> _WHAT YOU ARE ASKED TO DO_: Nothing in the data is to be left out; copy it exactly.

:::::

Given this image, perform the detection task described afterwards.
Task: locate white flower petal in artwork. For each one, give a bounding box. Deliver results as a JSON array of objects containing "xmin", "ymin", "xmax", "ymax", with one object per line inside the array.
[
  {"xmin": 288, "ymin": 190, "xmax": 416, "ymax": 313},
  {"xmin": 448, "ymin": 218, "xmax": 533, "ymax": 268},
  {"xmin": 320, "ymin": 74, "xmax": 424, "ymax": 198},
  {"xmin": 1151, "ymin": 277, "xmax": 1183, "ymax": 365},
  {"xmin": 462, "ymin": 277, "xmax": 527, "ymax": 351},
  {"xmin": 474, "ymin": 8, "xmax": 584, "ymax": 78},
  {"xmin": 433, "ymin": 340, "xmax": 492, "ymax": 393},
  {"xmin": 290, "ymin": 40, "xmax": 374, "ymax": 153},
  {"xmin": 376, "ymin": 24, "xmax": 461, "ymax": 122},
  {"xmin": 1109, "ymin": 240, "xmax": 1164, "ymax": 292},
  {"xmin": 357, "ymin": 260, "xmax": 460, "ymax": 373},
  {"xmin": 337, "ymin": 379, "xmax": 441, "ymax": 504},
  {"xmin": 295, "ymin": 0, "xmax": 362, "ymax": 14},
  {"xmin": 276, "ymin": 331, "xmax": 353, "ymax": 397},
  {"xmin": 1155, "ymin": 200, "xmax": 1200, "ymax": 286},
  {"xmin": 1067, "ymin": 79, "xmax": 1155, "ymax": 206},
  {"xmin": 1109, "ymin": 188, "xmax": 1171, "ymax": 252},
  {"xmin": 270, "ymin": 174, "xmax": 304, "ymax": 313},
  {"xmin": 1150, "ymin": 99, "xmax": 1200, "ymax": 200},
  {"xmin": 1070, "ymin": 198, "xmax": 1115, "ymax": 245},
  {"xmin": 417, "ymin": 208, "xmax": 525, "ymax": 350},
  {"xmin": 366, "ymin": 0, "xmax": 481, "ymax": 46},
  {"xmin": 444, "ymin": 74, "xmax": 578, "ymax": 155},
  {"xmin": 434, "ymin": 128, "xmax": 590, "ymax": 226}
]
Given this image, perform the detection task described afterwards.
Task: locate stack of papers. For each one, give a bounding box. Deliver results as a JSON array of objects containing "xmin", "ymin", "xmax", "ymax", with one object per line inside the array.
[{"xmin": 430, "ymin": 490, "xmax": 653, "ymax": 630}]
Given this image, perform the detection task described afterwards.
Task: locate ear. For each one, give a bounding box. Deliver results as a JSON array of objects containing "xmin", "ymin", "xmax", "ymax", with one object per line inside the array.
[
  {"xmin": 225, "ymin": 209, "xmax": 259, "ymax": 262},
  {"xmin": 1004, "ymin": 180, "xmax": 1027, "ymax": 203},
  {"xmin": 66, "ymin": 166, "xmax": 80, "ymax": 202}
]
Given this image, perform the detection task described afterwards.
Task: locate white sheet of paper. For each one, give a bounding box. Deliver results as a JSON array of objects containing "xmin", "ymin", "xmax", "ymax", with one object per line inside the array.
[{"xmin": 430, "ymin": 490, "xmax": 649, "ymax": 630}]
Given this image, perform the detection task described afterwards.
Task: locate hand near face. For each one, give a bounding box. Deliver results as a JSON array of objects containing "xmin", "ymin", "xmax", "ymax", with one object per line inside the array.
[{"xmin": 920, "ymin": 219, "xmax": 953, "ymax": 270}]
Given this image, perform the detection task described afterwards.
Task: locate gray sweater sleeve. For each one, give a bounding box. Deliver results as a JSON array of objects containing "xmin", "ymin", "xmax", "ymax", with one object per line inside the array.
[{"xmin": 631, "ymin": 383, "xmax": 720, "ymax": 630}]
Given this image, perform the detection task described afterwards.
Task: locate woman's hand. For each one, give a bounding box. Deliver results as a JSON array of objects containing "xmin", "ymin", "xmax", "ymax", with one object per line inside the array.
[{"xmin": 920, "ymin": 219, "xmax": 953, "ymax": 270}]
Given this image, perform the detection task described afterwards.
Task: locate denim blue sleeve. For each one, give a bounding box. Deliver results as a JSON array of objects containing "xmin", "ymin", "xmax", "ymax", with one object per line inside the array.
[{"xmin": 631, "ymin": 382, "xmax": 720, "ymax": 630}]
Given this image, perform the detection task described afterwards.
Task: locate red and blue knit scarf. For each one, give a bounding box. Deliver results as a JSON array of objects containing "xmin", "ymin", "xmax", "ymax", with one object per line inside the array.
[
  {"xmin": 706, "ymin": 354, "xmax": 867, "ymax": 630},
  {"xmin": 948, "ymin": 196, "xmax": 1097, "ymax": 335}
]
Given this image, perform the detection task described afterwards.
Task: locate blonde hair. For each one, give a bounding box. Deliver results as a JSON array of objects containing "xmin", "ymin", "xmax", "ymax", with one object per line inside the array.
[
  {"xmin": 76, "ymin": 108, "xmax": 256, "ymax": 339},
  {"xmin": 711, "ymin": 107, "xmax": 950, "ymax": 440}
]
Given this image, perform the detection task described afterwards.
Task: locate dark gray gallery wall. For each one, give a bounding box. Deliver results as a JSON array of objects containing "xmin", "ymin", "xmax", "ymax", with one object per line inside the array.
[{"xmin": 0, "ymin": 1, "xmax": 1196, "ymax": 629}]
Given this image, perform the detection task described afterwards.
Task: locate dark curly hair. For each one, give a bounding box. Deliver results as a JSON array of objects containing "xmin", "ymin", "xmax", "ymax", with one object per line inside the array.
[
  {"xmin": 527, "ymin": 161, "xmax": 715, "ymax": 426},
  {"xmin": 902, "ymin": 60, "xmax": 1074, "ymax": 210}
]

:::::

> _ANSWER FOR THIS EXERCISE_:
Given this image, perform the detection task described afterwards.
Task: locate white flower petal in artwork. For each one, give a bounding box. Deliver results as a JSON array of objects containing "xmin", "ymin", "xmax", "ymax", with one object per line inside the array.
[
  {"xmin": 288, "ymin": 190, "xmax": 416, "ymax": 313},
  {"xmin": 448, "ymin": 218, "xmax": 533, "ymax": 268},
  {"xmin": 320, "ymin": 74, "xmax": 424, "ymax": 198},
  {"xmin": 1151, "ymin": 277, "xmax": 1183, "ymax": 365},
  {"xmin": 462, "ymin": 277, "xmax": 527, "ymax": 351},
  {"xmin": 474, "ymin": 8, "xmax": 584, "ymax": 78},
  {"xmin": 433, "ymin": 340, "xmax": 492, "ymax": 393},
  {"xmin": 290, "ymin": 40, "xmax": 374, "ymax": 153},
  {"xmin": 376, "ymin": 24, "xmax": 461, "ymax": 122},
  {"xmin": 1109, "ymin": 240, "xmax": 1164, "ymax": 292},
  {"xmin": 357, "ymin": 260, "xmax": 460, "ymax": 373},
  {"xmin": 337, "ymin": 379, "xmax": 441, "ymax": 504},
  {"xmin": 295, "ymin": 0, "xmax": 362, "ymax": 14},
  {"xmin": 276, "ymin": 331, "xmax": 353, "ymax": 397},
  {"xmin": 1155, "ymin": 200, "xmax": 1200, "ymax": 286},
  {"xmin": 1067, "ymin": 79, "xmax": 1155, "ymax": 206},
  {"xmin": 1109, "ymin": 188, "xmax": 1171, "ymax": 252},
  {"xmin": 270, "ymin": 174, "xmax": 304, "ymax": 313},
  {"xmin": 1150, "ymin": 99, "xmax": 1200, "ymax": 200},
  {"xmin": 1070, "ymin": 198, "xmax": 1115, "ymax": 245},
  {"xmin": 417, "ymin": 208, "xmax": 525, "ymax": 350},
  {"xmin": 366, "ymin": 0, "xmax": 481, "ymax": 46},
  {"xmin": 444, "ymin": 74, "xmax": 578, "ymax": 155},
  {"xmin": 434, "ymin": 128, "xmax": 590, "ymax": 226}
]
Given this image, perform the detection task described afterwards.
Task: locate stack of papers. For each one, give a bounding box. Deliver results as a JSON array of objects containing "xmin", "ymin", "xmax", "ymax", with one object per line inside the array.
[{"xmin": 430, "ymin": 490, "xmax": 653, "ymax": 630}]
Given this image, perform the detection task described afterwards.
Task: locate ear. For each one, give a bounding box. Deliver results as a JSON array of objects containing "xmin", "ymin", "xmax", "ymax", with one object per line inside the array.
[
  {"xmin": 225, "ymin": 209, "xmax": 259, "ymax": 262},
  {"xmin": 1004, "ymin": 180, "xmax": 1027, "ymax": 203},
  {"xmin": 66, "ymin": 166, "xmax": 80, "ymax": 202}
]
Given this image, perform the detection task described afterwards.
Task: locate white sheet of paper. For each one, give a bounding box. Deliver results as a JSON array of objects containing "xmin", "ymin", "xmax", "ymax", with one object per line inside the array.
[{"xmin": 430, "ymin": 490, "xmax": 649, "ymax": 630}]
Given this image, perform the detection task described afterwards.
Task: locate hand near face. For each one, give a bounding box. Deliver results as a JSON array of objects containing "xmin", "ymin", "xmax", "ymax", with one object per line inside the array.
[{"xmin": 920, "ymin": 219, "xmax": 953, "ymax": 270}]
Given this image, perform the detection task described afterwards.
Task: locate gray sweater sleeve. For each one, give a bounding box. Deliver results as a JSON array of objects containing "xmin", "ymin", "xmax", "ymax", with one object per line inside the array.
[{"xmin": 631, "ymin": 383, "xmax": 720, "ymax": 630}]
Given this image, perform the detection task described afterwards.
Task: locate woman's hand. For each one, give a bounding box. Deliver results as a JSON array of objects containing "xmin", "ymin", "xmax", "ymax", with one object per line inside the array.
[{"xmin": 920, "ymin": 219, "xmax": 953, "ymax": 270}]
Given this image, perform the detection task described afterwards.
Task: locate denim blue sleeve. For each one, give a bounding box. Deliver results as a JSON array of objects containing "xmin", "ymin", "xmax", "ymax", with one object per line inside the array.
[{"xmin": 631, "ymin": 382, "xmax": 720, "ymax": 630}]
Given this image, perform the detection task described afterwards.
Task: locate red and blue knit scarf. For each one, give a bounding box. Deliver results as a JSON array of objects containing "xmin", "ymin", "xmax", "ymax", with one object per line inside the array.
[
  {"xmin": 706, "ymin": 354, "xmax": 867, "ymax": 630},
  {"xmin": 948, "ymin": 196, "xmax": 1097, "ymax": 335}
]
Given this image, perform the detection task described afterwards.
Task: locate blonde hair. For each one, give a bounding box. Deliver results as a JSON array of objects containing "xmin", "ymin", "xmax", "ymax", with one object per line inside the array.
[
  {"xmin": 76, "ymin": 108, "xmax": 256, "ymax": 339},
  {"xmin": 711, "ymin": 107, "xmax": 950, "ymax": 440}
]
Given this image, perform the detection task described afterwards.
Task: locate dark gray gallery wall. For each one, give a bounding box. Deliver results as a JSON array of objects containing "xmin", "ymin", "xmax", "ymax", with one object per line inside the array.
[{"xmin": 0, "ymin": 1, "xmax": 1196, "ymax": 629}]
Given this image, perform the detection task described afterwards.
Task: locate dark curly hair. For each one, give a bounding box. Deliver results as a JSON array of objects containing "xmin", "ymin", "xmax", "ymax", with one object per line inside the array.
[
  {"xmin": 527, "ymin": 161, "xmax": 715, "ymax": 426},
  {"xmin": 902, "ymin": 60, "xmax": 1074, "ymax": 210}
]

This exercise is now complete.